Wednesday, February 16, 2011

Curveball Admits to Fabricating Iraqi WMD Story

[The following is a re-posting of a piece I published in November 2005. I thought it appropriate that I re-post this given the recent news that the Iraqi WMD source known as "Curveball" -- whom Colin Powell heavily relied on during his now-infamous speech to the U.N. Security Council during the run-up to the Iraq Debacle -- has now admitted that he made the whole thing up. In case you're interested, the Iraq War has so far cost American taxpayers $775,000,000,000, resulted to date in the deaths of 4,436 American military personnel, and caused 151,000 Iraqis to lose their lives just in the first three years of the war alone].

Why Does Dick Cheney Like Torture So Much? Because there is no need to "cherry-pick" intelligence when you can grow your own cherries. Atrios sums it up this way:
Bush administration needs evidence to support their war. They use torture techniques designed to extract false confessions to obtain that "evidence," which they then use to sell the war despite knowing full well of the lack of reliability of the information.
But sometimes you still need to cherry-pick, particularly when your goal is to dupe a country into going to war. That's why the Bush Administration had no problem accepting what a source named "Curveball" had to say despite the fact that his German handlers had told U.S. officials that Curveball's information was "not proven" (from The LA Times):
According to the Germans, President Bush mischaracterized Curveball's information when he warned before the war that Iraq had at least seven mobile factories brewing biological poisons. Then-Secretary of State Colin L. Powell also misstated Curveball's accounts in his prewar presentation to the United Nations on Feb. 5, 2003, the Germans said.

Curveball's German handlers for the last six years said his information was often vague, mostly secondhand and impossible to confirm. "This was not substantial evidence," said a senior German intelligence official. "We made clear we could not verify the things he said."

The German authorities, speaking about the case for the first time, also said that their informant suffered from emotional and mental problems. "He is not a stable, psychologically stable guy," said a BND official who supervised the case. "He is not a completely normal person," agreed a BND analyst.

+ + + + +

Task item: Retype the stretch of the blog post about Curveball from "Curveball Admits to" through "the war alone].", keeping every word and mark unchanged. The data that comes after this text has no connection to it.

+ + + + +

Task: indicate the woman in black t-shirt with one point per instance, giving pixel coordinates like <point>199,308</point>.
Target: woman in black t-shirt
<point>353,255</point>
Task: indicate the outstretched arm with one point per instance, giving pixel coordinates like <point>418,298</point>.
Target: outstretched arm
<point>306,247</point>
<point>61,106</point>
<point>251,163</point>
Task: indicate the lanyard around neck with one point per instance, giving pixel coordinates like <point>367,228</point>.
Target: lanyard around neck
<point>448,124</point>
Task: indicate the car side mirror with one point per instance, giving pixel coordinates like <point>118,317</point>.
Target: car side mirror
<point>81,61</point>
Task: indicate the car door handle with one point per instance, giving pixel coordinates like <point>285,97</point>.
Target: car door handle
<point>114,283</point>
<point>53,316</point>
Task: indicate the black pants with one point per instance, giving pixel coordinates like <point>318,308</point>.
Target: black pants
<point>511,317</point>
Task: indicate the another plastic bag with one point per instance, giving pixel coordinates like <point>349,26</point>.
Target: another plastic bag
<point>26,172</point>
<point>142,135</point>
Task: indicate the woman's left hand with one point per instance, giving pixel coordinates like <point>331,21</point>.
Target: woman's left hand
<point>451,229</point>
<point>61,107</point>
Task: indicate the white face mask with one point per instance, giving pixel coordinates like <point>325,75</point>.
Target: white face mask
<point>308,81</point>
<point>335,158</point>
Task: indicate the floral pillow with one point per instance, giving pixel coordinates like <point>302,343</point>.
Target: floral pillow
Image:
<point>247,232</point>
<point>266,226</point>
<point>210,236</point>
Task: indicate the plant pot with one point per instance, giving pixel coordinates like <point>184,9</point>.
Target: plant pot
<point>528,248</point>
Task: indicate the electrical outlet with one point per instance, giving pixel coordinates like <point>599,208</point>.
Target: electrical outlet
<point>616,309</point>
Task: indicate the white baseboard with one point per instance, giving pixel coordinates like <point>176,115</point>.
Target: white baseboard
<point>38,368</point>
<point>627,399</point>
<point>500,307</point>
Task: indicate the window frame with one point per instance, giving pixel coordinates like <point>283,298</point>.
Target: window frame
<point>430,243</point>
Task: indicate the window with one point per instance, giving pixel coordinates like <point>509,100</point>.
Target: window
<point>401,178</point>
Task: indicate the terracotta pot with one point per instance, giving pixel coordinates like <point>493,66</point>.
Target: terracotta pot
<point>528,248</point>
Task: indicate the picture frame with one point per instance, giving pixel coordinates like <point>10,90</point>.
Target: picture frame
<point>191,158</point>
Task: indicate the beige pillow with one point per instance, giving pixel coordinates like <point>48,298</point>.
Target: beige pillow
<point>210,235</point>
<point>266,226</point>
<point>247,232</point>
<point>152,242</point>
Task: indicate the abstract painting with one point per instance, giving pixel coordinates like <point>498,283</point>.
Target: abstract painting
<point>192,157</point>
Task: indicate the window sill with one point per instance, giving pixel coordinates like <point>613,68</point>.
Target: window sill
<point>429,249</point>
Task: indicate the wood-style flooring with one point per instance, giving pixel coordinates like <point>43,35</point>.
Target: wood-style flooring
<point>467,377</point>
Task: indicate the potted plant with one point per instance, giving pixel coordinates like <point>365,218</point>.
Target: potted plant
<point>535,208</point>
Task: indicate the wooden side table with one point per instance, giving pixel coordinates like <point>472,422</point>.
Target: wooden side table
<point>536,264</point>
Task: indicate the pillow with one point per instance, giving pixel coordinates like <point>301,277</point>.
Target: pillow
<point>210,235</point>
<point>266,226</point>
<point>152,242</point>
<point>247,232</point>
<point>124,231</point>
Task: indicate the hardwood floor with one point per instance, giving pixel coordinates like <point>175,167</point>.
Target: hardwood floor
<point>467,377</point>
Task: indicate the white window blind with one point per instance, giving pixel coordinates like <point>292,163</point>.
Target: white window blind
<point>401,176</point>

+ + + + +

Your response:
Curveball Admits to Fabricating Iraqi WMD Story

[The following is a re-posting of a piece I published in November 2005. I thought it appropriate that I re-post this given the recent news that the Iraqi WMD source known as "Curveball" -- whom Colin Powell heavily relied on during his now-infamous speech to the U.N. Security Council during the run-up to the Iraq Debacle -- has now admitted that he made the whole thing up. In case you're interested, the Iraq War has so far cost American taxpayers $775,000,000,000, resulted to date in the deaths of 4,436 American military personnel, and caused 151,000 Iraqis to lose their lives just in the first three years of the war alone].